Required task: Could you copy every one of the entries below line for line, without any changes, and leave the pictures out?

Provided data:
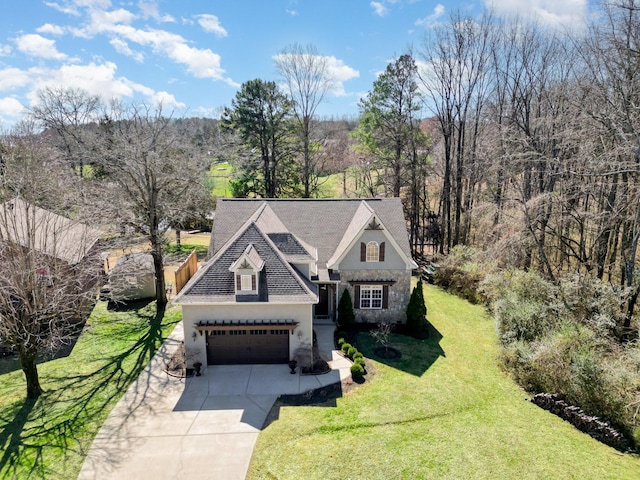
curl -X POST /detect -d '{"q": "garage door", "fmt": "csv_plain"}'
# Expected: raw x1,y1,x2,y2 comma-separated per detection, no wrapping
207,326,290,365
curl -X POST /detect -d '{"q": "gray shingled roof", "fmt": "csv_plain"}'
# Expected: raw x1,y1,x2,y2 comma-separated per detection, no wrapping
209,198,411,268
0,198,101,265
175,222,317,303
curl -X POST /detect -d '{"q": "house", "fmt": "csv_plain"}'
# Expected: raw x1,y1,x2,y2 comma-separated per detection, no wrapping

Task output:
curl -X POST /detect -d '{"q": "garage door", "fmt": "csv_plain"}'
# Expected: raw x1,y1,x2,y2 comma-separated per detection, no wrapping
207,326,290,365
curl -X POST /detect -d '{"q": "gray shingled roof", "fmt": "csv_plain"}'
# Expected: raw x1,y1,x2,y2 comma-separated per detection, no wrapping
209,198,411,268
0,198,101,265
175,222,317,303
curl -X POST /detect -d '{"q": "house", "fmt": "csv_plain"}'
# Expected: raw x1,y1,x2,y2 comma-separated per detection, no wrapping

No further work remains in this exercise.